RECORDS FOR THIS TASK |
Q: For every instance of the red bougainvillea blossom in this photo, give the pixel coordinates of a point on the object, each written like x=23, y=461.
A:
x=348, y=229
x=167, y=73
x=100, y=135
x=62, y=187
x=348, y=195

GIVEN REQUEST | Rewrite the items with "bougainvillea blossom" swapped for "hibiscus flower", leaving everything else as it is.

PROBLEM SOLUTION |
Q: For every instance of the red hibiscus flower in this photo, give the pixel coordinates of a point on the object, each written like x=23, y=461.
A:
x=348, y=229
x=167, y=73
x=100, y=135
x=62, y=187
x=348, y=195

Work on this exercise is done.